▸ **Exercise prompt**
Rewrite every row with "Report the position" replaced by "Give the location" and everything else unchanged. Omit the pictures from your answer.
══ Material for this exercise
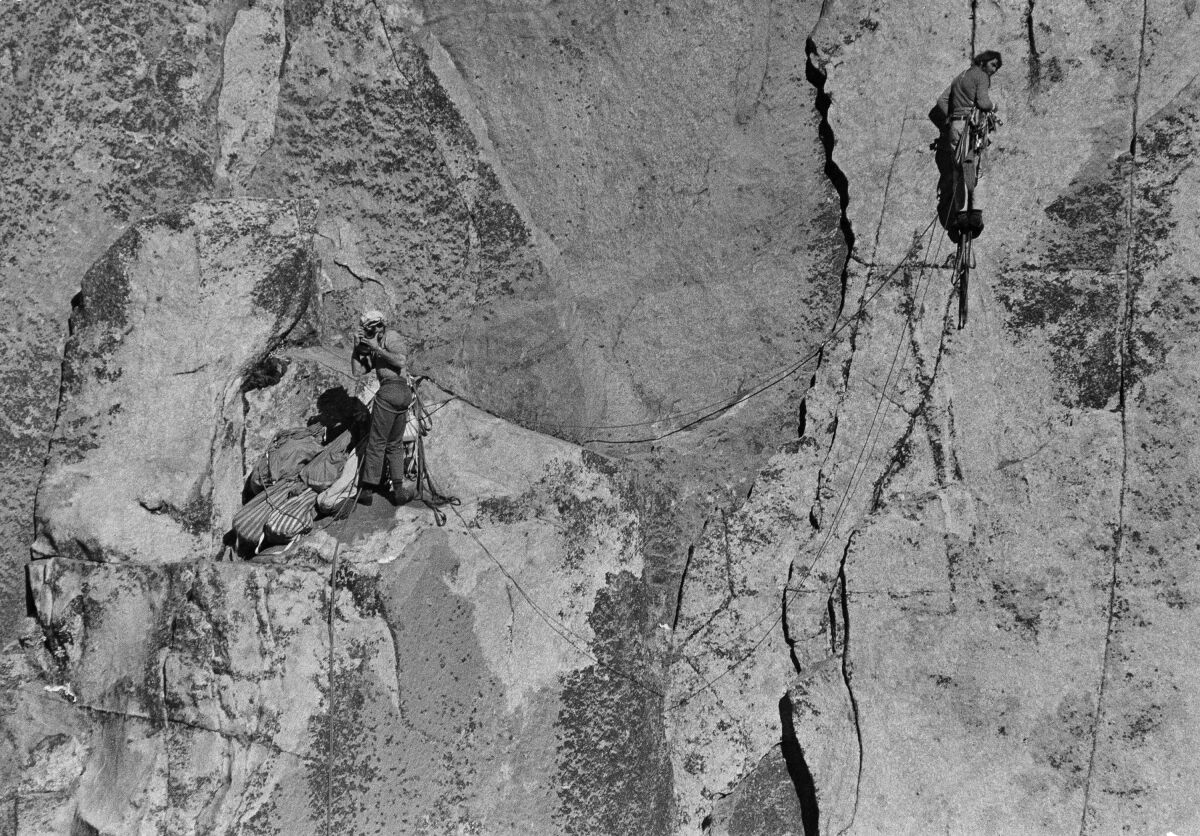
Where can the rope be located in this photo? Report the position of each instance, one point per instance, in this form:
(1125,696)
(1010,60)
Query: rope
(579,642)
(706,410)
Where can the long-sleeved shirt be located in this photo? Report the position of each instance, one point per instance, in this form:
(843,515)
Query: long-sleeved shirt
(967,90)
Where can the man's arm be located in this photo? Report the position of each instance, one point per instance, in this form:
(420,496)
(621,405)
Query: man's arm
(360,362)
(394,359)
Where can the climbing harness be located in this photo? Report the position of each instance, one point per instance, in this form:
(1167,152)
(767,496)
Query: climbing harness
(975,140)
(426,489)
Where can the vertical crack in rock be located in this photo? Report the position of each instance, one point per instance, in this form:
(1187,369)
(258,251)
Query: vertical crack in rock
(683,579)
(1125,355)
(1035,72)
(798,769)
(816,77)
(847,675)
(975,24)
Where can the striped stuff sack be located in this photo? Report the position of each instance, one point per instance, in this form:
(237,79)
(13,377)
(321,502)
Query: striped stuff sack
(292,516)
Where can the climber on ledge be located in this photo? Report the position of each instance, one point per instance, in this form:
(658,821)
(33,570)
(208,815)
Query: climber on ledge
(379,349)
(964,110)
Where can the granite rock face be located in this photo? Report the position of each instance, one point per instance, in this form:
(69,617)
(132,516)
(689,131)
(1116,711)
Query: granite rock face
(147,456)
(931,579)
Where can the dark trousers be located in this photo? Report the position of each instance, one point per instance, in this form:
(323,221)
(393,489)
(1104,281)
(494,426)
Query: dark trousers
(957,180)
(385,440)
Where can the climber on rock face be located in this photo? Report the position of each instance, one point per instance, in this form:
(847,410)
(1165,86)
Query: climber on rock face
════
▸ **Answer to this exercise**
Where can the rope be located in this photo? Give the location of each instance, one point per instance, in this form:
(1125,696)
(1010,60)
Query: rope
(579,642)
(706,410)
Where can the long-sleeved shirt be located in this photo? Give the location of each instance, one point per instance, in this form:
(843,515)
Query: long-sleeved shirt
(967,90)
Where can the man's arm be located in this photo? Give the location of each instance, one point per instance, in this form:
(420,496)
(621,405)
Query: man's arm
(360,362)
(394,359)
Where can the climbing harness be located in this photo? Give the location of each instance, one point per instance, in this form:
(1167,152)
(767,496)
Query: climbing harness
(975,140)
(426,489)
Where can the vertical crack in rock be located in this photo? Give the location of each instance, one point per instance, in this form:
(1187,369)
(258,251)
Query: vertical crack in rock
(683,579)
(1125,355)
(1035,72)
(798,769)
(816,77)
(847,675)
(975,24)
Where can the striped stuff sack be located in this photo? Give the location of each instance, one point per instance, in this form:
(237,79)
(13,377)
(321,502)
Query: striped stuff sack
(292,516)
Where can the climber on ledge be located in this photo? Give the location of each instance, one point per instance, in this form:
(658,821)
(33,570)
(208,815)
Query: climber on ledge
(379,349)
(964,110)
Where can the granite rock face be located in this photo? Give the location of each instance, one point per instance, in this form:
(69,617)
(132,516)
(689,131)
(1116,711)
Query: granite rock face
(147,456)
(931,579)
Where can the dark trousers be located in this photo? Give the location of each instance, one point per instance, in this form:
(323,221)
(393,489)
(1104,281)
(494,426)
Query: dark trousers
(957,180)
(385,440)
Where can the climber on rock face be located in this photo? Give the location of each instance, one point per instance, in this form:
(847,410)
(1165,86)
Query: climber on rock face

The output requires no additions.